▸ TASK REQUIREMENTS:
Answer these questions from the abstract on the photo voltage decay method:
1. According to the abstract, what decay law does the excess carrier density follow in ordinary N+-P junction solar cells when the diffusion length L is larger than the cell thickness l?
2. What effective surface recombination velocity at the high-low junction do most BSF solar cells possess?
3. Under what condition are steady-state methods described as notoriously unreliable?

━━━ PROVIDED TEXT

Analysis of the photo voltage decay (PVD) method for measuring minority carrier lifetimes in P-N junction solar cells

Abstract

When the diffusion length of minority carriers becomes comparable or even larger than the thickness of a P-N junction solar cell, the characteristic decay of the photogenerated voltage becomes a mixture of contributions with different time constants. The minority carrier recombination lifetime τ and the time constant l2/D, where l is essentially the thickness of the cell and D the minority carrier diffusion length, determine the signal as a function of time. It is shown that for ordinary solar cells (N+-P junctions), particularly when the diffusion length L of the minority carriers is larger than the cell thickness l, the excess carrier density decays according to exp(−t/τ−π2Dt/4l2), τ being the lifetime. Therefore, τ can be readily determined by the photo voltage decay (PVD) method once D and l are known. For ideal back-surface-field (BSF) cells (N+-P-P+ junctions) under the same circumstances the excess number density of carriers decays purely exponentially as exp(−t/τ). However most BSF solar cells are not ideal, possessing an effective surface recombination velocity seff of 100 to 1000 cm/sec at the high-low junction. Therefore, PVD measurements for BSF cells must be treated with caution and must be supplemented with other nonstationary methods recently developed. These facts are important for a determination of diffusion lengths since steady-state methods are notoriously unreliable when the cell thickness is smaller than the diffusion length. Finally a connection will be made with older work on the same subject.

━━━━━━
━━━ GIVEN RECORDS

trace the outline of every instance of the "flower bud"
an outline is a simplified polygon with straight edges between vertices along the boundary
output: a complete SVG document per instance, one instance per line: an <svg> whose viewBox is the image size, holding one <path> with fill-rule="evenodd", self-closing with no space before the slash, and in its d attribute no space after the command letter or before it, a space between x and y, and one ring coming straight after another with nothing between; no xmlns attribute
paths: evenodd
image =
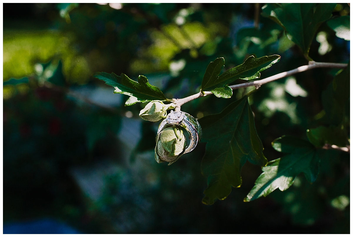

━━━━━━

▸ ANSWER FOR THIS EXERCISE:
1. It decays according to exp(−t/τ−π2Dt/4l2), where τ is the lifetime.
2. An effective surface recombination velocity seff of 100 to 1000 cm/sec.
3. When the cell thickness is smaller than the diffusion length.